What to produce: Reproduce every line of the records from the one containing "Target: thick branch" through the one containing "[(993, 485)]", requests included, but rescale each x and y coordinate in the answers by multiplying it by 1.75 and rounding to a whole number, with halves rounded up. Return only those lines.

Entries from a dataset:
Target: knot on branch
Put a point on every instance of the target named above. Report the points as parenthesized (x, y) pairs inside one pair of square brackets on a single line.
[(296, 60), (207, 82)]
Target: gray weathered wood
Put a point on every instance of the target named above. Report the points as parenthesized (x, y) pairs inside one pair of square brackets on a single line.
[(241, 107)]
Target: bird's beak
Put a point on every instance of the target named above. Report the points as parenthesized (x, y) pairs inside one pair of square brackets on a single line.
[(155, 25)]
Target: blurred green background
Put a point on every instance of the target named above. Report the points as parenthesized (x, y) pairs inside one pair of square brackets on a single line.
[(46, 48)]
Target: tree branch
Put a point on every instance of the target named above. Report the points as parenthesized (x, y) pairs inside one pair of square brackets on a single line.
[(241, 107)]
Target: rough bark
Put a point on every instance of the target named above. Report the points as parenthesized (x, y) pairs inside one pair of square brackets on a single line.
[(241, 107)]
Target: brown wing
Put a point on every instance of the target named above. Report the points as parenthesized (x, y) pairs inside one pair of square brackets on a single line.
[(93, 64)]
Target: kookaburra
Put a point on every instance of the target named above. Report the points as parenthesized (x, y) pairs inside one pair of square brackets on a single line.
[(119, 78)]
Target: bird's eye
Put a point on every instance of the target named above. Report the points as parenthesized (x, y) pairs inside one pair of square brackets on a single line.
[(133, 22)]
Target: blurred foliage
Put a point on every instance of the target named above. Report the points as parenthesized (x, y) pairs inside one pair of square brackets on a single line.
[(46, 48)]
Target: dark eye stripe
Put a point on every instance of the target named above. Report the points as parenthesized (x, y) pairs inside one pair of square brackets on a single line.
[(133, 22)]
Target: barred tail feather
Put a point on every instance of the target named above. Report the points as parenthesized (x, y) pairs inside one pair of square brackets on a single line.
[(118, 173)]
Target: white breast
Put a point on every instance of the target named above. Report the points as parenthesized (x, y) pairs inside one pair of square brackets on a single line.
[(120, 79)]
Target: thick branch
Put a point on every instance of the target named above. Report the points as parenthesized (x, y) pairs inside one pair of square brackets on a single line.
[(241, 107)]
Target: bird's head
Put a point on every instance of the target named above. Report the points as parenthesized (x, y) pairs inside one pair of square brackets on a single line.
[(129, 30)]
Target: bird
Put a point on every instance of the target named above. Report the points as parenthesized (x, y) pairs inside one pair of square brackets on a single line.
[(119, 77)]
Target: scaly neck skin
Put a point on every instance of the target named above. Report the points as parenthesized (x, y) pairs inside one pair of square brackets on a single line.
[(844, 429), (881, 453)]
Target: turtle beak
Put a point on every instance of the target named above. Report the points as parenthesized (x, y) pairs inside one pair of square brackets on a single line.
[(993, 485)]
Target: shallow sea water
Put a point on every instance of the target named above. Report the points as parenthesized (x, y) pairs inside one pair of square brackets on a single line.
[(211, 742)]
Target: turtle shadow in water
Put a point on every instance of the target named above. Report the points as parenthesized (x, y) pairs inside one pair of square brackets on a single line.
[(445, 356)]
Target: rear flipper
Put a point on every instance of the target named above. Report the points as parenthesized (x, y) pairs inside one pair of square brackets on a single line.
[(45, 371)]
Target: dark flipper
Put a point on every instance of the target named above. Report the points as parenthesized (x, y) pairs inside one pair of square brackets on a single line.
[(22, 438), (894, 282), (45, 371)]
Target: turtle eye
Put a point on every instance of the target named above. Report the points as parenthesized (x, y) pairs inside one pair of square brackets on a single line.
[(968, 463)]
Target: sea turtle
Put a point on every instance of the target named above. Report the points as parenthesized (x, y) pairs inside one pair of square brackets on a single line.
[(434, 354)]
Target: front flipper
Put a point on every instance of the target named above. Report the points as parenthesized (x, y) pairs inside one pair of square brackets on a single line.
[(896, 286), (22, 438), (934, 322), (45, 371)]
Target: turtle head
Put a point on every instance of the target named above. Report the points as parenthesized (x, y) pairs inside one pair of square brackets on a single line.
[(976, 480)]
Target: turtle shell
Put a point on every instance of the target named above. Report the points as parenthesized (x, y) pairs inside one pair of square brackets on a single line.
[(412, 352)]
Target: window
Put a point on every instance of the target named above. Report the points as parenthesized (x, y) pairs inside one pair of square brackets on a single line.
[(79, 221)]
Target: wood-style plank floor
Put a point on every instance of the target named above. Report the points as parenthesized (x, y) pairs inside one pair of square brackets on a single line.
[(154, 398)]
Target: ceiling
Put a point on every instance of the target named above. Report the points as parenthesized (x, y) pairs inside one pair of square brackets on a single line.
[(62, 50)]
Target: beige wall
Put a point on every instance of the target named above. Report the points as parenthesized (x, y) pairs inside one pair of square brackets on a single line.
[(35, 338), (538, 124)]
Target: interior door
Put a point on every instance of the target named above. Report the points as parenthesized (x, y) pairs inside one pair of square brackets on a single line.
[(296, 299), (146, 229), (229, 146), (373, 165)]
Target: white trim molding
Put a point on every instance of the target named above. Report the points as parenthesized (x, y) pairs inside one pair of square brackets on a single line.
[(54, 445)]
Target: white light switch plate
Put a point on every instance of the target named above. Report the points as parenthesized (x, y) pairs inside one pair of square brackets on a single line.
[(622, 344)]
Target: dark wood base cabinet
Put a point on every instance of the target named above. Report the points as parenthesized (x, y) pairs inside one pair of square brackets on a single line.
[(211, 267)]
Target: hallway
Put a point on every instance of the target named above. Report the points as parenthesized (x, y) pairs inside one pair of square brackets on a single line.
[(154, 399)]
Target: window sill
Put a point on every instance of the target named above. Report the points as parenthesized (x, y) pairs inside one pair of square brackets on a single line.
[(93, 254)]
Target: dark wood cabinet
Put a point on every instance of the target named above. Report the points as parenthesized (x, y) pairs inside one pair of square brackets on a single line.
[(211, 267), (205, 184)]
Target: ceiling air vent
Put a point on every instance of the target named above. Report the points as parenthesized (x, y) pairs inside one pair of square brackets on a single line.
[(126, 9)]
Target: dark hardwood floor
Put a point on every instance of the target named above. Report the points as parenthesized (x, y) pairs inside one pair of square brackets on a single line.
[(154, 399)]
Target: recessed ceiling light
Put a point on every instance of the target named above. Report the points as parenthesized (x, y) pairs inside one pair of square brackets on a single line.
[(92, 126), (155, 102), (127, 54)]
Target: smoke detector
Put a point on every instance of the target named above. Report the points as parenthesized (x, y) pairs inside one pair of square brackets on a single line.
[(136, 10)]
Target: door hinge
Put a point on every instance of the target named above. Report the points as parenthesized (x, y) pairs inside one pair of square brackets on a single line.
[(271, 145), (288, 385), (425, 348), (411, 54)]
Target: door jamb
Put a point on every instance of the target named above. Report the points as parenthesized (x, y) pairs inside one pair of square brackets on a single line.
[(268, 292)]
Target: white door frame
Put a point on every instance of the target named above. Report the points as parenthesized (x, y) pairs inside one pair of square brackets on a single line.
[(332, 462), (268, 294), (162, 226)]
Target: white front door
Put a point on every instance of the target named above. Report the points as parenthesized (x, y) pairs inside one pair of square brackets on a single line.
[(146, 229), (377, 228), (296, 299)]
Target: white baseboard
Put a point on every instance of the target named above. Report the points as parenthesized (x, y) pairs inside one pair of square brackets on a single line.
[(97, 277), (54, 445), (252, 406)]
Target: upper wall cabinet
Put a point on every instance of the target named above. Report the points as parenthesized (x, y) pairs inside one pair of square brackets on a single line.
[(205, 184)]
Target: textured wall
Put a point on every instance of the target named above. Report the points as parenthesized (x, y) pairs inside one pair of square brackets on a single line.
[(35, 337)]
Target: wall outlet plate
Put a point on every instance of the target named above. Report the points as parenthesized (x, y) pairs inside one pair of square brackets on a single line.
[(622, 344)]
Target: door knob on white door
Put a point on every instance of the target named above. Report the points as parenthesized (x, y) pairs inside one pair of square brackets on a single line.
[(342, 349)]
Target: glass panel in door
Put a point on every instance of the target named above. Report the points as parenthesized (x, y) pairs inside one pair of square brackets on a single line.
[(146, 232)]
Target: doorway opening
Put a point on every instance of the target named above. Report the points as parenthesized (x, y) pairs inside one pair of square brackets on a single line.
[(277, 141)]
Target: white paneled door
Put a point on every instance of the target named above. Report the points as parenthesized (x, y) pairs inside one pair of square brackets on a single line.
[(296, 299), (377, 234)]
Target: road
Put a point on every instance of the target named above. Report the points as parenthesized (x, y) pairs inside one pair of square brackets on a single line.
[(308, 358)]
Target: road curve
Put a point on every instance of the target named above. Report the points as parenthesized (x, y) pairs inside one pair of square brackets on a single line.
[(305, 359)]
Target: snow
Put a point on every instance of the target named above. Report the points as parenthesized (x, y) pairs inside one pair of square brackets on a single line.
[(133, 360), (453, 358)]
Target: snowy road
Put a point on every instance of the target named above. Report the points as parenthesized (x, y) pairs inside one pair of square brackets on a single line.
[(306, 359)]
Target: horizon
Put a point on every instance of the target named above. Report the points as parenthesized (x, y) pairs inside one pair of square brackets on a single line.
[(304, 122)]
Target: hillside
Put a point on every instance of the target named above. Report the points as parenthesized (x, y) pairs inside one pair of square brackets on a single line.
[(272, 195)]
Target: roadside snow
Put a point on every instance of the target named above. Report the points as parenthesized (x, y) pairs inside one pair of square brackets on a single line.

Task response:
Target: thick branch
Put a point on every instance of the target named above. Report the points as parenthesized (x, y) pairs inside one pair of square brackets on a single line.
[(422, 187)]
Target: bird's head
Put a point on every instance of the target named above. Report the points as parenthesized (x, y) pairs inside one pair of square brackets on a single line.
[(226, 53)]
Target: bird
Put a point on every instance of the target named above. Report the points as parenthesized (x, y) pairs inside one pair of square brackets on a single line.
[(208, 135)]
Target: scaly neck skin
Put a point on every instance of the target named above. Report the points as parenthesized (x, y) pairs inside one pair of square brackets on a single line.
[(1477, 751), (1542, 793)]
Target: turtle beak
Put a point on every instance of the target named above. Report the points as parenthesized (x, y) pairs inside one pair of square brackets on a single line.
[(1738, 849)]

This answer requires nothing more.